» DIRECTION 1:
How many lines of the records below contain the word "foul"? Reply with the number alone.

» TEXT SECTION:
____

All the book-crazy people in our book-mad Twin Towns want to know: Who will be the guest authors at the Twin Cities Book Festival in October, the 16th year of what is now the largest, most important literary gathering in the Upper Midwest? Brought to you by Rain Taxi, hosts and organizers, here’s the list, in alpha order.
Kathryn Aalto, author of “The Natural World of Winnie-the-Pooh: A Walk Through the Forest that Inspired the Hundred Acre Wood.” Novelist Andre Alexis (“The Hidden Keys”). Novelist Charles Baxter (“There’s Something I Want You to Do”). Australian cartoonist Eddie Campbell (“From Hell”). From Macedonia, Lidija Dimkovska (“Spare Life”). Award-winning poet Stephen Dobyns (“The Day’s Last Light Reddens the Leaves of the Copper Beach”). Kirby Gann (“John Knowles’ A Separate Peace: Bookmarked”). Ray Gonzales (“Beautiful Wall”).

____

» EXTRACTED RECORDS:
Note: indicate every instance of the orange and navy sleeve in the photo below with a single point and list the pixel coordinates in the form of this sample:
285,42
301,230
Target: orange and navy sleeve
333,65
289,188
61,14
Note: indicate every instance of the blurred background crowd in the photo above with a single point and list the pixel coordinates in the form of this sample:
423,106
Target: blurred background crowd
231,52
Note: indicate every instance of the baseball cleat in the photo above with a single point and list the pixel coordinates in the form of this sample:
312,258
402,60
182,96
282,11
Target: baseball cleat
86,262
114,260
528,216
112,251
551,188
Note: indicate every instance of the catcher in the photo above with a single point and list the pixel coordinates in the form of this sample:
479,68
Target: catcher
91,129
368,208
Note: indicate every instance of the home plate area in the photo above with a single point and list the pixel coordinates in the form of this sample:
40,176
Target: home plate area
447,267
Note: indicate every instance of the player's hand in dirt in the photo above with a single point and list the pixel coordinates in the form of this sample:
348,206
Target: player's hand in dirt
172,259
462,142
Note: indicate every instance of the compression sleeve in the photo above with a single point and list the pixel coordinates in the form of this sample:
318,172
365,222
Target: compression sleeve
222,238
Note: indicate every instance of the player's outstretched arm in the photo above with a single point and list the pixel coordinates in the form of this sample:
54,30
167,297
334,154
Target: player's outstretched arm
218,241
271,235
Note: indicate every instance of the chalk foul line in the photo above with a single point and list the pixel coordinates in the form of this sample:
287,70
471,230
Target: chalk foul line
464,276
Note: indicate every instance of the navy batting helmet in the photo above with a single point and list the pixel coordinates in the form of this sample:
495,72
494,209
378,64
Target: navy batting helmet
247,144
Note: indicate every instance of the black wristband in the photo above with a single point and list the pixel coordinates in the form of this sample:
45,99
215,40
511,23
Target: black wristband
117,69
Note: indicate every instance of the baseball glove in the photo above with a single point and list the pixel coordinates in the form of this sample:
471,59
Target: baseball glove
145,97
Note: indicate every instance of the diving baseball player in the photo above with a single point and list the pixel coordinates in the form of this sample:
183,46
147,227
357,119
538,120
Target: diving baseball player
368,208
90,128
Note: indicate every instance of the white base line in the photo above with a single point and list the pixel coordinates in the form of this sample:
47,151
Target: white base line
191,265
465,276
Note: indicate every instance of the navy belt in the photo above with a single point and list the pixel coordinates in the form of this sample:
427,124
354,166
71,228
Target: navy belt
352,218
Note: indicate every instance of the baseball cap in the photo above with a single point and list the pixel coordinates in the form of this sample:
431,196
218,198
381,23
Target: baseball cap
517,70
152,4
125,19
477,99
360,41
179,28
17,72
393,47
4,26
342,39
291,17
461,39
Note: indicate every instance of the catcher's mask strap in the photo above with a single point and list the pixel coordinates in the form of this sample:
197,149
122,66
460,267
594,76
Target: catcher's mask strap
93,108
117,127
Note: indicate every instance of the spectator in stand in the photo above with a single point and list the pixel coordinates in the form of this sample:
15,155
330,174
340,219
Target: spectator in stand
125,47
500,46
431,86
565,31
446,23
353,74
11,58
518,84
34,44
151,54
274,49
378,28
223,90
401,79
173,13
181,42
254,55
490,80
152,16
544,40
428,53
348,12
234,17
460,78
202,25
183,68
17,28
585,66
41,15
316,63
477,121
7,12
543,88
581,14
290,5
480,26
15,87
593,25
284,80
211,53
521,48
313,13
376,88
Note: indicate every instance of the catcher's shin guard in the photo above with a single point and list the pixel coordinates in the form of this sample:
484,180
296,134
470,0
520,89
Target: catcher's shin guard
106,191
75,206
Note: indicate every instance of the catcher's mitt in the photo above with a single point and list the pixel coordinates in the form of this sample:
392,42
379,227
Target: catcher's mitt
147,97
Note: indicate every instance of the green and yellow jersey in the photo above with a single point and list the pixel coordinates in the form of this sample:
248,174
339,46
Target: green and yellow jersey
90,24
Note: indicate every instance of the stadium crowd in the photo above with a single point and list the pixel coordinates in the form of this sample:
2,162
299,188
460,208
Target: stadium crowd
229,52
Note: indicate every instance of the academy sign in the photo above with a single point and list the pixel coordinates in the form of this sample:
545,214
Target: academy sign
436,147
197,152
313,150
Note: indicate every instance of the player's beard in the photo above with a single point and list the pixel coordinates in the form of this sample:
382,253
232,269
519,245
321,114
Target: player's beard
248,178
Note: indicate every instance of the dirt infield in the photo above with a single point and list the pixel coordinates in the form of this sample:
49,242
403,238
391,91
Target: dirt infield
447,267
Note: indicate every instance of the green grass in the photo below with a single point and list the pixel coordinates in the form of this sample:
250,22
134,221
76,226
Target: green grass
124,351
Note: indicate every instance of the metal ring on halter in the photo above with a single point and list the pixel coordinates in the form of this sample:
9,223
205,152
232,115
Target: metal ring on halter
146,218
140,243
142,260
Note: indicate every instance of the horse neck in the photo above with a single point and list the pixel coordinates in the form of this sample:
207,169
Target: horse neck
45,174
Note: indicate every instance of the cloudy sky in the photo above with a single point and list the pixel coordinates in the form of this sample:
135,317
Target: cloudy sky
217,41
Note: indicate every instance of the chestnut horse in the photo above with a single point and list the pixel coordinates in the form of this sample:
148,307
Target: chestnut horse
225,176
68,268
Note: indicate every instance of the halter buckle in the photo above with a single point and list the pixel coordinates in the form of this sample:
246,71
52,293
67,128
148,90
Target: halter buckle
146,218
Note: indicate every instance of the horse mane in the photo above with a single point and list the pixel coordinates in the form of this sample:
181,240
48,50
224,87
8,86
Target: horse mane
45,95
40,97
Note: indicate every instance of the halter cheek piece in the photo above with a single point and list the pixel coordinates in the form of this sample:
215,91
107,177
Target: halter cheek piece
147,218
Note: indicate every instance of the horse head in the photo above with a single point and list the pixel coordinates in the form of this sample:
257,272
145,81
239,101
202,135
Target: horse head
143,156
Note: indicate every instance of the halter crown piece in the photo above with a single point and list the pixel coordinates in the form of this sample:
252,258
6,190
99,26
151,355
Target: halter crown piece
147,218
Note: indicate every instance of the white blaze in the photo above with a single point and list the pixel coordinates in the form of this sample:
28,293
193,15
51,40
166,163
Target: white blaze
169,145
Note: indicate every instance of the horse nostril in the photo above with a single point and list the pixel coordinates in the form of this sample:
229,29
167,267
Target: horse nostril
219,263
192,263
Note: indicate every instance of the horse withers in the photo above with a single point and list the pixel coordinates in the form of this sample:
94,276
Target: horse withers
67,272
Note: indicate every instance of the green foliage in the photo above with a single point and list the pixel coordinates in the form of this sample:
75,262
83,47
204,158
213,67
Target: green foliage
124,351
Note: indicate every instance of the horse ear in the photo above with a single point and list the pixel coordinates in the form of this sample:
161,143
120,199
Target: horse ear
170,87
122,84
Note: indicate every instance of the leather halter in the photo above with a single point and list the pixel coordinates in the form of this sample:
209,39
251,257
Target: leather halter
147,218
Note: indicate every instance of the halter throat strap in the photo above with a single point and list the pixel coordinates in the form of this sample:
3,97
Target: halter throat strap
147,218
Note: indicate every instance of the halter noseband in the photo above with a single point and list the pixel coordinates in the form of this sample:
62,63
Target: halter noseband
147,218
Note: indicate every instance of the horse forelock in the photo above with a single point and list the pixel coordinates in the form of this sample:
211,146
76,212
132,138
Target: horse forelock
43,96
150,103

____

» DIRECTION 2:
Write out the passage from the book festival text above, starting at "All the book-crazy" and ending at "in alpha order.".

» CORRECT ANSWER 1:
2

» CORRECT ANSWER 2:
All the book-crazy people in our book-mad Twin Towns want to know: Who will be the guest authors at the Twin Cities Book Festival in October, the 16th year of what is now the largest, most important literary gathering in the Upper Midwest? Brought to you by Rain Taxi, hosts and organizers, here’s the list, in alpha order.